_WHAT IS BEING ASKED_
Report how many lines in the rows below contain the string "field", where case counts. Give only the number.

_TASK DATA_
++++

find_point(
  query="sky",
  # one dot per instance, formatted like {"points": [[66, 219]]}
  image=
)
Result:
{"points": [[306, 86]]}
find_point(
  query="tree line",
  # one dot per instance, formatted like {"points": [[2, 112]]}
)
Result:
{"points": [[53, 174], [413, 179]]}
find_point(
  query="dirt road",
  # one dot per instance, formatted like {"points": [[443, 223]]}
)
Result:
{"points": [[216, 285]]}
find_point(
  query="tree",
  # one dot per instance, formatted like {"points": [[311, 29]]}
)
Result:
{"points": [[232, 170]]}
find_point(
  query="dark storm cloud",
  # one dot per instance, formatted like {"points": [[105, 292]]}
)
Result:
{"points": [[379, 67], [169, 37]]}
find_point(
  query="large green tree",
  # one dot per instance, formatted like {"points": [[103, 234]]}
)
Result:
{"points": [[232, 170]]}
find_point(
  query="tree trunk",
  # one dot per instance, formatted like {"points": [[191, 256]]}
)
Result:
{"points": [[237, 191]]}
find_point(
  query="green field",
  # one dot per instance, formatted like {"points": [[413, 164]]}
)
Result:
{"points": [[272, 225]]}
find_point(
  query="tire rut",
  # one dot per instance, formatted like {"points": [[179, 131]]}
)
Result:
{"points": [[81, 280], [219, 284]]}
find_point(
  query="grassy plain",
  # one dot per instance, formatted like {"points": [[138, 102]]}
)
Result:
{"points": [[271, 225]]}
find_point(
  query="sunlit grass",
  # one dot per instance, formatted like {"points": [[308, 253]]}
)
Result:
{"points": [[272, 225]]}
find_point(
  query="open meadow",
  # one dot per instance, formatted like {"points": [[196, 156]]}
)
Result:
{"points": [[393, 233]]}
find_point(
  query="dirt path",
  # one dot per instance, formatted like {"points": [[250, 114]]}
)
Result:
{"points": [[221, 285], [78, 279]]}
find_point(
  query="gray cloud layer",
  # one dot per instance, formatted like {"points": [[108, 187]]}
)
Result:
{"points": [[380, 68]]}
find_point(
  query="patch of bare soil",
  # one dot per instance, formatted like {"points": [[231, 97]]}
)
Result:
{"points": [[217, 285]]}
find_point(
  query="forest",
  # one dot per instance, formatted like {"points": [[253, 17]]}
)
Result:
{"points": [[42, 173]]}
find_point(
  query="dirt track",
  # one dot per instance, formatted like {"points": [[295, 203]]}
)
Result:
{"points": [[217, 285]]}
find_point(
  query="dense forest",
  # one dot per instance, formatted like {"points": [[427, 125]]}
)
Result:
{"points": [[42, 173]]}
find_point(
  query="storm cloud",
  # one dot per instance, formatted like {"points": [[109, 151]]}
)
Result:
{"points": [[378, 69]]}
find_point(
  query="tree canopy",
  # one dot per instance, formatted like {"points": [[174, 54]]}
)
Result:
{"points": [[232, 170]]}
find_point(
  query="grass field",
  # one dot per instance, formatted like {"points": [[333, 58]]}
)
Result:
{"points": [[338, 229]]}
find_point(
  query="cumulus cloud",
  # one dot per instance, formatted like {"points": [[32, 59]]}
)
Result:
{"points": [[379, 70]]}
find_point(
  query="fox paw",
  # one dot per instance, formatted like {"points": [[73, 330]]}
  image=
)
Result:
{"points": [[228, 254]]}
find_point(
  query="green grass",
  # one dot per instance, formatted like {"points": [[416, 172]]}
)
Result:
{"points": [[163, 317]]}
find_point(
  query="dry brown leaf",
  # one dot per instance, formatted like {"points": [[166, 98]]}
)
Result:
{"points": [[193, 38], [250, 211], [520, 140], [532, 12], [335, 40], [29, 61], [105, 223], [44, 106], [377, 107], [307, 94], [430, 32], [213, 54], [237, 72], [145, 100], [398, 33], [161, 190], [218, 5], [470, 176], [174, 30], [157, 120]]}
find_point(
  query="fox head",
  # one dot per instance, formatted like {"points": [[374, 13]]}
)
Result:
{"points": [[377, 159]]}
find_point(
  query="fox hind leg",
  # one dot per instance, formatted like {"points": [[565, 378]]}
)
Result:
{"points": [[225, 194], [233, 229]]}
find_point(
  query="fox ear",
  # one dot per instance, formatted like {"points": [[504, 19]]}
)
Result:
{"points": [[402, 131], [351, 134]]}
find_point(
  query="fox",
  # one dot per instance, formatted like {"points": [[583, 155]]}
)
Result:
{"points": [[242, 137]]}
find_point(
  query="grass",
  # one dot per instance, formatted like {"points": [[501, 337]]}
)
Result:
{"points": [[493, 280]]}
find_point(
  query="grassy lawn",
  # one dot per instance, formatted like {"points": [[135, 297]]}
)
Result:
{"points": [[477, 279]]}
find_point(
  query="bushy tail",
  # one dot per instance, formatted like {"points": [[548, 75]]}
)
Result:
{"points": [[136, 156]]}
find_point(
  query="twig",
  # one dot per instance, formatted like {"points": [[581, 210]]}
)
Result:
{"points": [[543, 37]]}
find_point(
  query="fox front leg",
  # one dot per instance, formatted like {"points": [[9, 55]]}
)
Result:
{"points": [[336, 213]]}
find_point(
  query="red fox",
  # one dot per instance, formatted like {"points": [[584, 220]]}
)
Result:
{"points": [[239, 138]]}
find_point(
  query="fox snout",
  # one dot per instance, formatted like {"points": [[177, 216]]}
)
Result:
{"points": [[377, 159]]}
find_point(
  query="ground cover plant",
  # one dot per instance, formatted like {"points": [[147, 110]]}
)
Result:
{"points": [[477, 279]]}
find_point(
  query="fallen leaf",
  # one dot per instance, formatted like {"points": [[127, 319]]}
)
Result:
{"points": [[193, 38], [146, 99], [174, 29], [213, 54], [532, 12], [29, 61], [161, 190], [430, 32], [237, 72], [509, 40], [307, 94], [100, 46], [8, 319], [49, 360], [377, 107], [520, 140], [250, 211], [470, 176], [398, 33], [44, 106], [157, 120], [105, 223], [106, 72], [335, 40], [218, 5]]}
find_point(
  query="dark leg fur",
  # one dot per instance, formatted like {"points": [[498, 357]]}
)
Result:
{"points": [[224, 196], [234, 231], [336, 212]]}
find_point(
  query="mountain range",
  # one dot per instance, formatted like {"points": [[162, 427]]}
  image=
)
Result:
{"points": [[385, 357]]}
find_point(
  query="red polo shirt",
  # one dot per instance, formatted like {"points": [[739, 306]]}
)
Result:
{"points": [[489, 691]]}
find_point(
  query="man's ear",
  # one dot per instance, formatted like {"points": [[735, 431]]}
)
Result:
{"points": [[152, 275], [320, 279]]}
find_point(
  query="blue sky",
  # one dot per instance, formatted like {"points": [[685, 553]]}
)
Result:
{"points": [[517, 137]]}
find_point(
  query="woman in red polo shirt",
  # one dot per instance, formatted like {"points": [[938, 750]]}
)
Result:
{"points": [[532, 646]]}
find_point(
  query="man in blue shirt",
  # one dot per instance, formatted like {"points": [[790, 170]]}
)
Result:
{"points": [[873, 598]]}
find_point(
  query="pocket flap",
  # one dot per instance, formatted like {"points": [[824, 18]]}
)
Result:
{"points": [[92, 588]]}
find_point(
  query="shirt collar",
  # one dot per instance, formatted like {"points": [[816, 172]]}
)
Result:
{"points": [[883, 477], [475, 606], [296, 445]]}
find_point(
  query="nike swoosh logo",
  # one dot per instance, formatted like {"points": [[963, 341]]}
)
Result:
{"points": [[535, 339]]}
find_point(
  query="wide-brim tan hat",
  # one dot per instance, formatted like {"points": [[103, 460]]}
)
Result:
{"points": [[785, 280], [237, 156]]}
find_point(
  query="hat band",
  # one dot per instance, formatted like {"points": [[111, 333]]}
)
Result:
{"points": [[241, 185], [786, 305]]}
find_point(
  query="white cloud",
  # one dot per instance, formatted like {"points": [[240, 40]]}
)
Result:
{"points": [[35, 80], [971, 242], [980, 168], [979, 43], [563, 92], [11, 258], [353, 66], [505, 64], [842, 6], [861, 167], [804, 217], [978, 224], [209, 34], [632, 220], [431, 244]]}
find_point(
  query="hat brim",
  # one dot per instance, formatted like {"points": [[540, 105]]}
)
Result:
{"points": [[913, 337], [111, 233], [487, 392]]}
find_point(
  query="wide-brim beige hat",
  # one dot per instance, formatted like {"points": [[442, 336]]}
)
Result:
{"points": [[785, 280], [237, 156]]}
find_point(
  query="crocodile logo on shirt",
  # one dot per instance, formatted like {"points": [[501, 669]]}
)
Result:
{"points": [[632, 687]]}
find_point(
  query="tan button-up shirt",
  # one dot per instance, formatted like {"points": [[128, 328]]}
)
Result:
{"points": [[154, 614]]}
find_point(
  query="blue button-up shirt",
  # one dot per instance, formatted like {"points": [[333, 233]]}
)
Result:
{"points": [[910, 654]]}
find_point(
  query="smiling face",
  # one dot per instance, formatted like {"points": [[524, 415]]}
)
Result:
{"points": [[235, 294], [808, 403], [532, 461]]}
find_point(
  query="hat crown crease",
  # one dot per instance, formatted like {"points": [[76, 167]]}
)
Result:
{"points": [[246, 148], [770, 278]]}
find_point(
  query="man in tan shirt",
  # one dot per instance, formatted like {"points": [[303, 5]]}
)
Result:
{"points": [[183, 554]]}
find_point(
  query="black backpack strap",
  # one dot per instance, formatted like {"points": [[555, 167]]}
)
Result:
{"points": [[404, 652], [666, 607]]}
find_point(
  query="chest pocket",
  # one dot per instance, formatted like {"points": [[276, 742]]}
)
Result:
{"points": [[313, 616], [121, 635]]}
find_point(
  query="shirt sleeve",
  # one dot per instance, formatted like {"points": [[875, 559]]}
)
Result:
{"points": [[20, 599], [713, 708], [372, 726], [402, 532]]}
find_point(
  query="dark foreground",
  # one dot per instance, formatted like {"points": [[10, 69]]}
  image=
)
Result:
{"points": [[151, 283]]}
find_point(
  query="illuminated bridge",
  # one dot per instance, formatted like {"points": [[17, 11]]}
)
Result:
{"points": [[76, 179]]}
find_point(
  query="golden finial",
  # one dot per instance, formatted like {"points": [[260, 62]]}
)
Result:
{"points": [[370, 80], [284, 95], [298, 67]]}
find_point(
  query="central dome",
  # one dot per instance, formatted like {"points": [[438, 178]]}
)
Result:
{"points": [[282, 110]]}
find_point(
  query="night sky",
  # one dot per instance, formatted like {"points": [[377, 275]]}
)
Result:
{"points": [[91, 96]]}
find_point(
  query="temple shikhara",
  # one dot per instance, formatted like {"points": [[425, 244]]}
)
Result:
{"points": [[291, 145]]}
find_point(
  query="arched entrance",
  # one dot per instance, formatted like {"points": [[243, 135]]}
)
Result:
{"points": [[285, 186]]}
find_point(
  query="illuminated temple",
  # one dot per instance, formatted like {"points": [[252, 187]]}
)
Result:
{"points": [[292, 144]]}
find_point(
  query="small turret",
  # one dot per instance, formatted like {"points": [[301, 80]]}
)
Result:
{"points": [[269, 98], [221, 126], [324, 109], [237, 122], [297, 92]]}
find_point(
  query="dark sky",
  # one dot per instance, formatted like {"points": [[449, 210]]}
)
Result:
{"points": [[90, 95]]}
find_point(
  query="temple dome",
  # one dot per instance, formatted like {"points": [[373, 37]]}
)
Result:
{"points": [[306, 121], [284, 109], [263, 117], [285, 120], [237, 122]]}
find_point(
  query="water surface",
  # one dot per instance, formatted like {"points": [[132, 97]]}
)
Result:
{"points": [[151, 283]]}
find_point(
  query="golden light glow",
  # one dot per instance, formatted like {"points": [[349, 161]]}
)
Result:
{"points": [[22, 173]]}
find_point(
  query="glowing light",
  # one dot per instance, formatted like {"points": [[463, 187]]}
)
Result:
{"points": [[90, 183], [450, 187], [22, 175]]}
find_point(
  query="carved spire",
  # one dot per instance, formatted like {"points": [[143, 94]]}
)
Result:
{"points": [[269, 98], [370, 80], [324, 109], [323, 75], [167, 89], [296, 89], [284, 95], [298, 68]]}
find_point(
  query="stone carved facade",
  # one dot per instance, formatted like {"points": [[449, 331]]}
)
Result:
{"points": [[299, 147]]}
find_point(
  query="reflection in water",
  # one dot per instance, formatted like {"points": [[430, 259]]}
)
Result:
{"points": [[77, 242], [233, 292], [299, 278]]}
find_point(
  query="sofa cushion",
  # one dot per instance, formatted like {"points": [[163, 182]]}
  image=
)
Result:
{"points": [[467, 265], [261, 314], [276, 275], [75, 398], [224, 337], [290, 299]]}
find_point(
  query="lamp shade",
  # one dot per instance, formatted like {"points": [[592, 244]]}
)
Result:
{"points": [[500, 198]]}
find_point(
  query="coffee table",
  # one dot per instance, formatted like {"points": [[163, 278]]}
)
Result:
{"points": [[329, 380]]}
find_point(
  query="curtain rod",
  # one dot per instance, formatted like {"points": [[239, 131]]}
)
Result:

++++

_REPLY_
2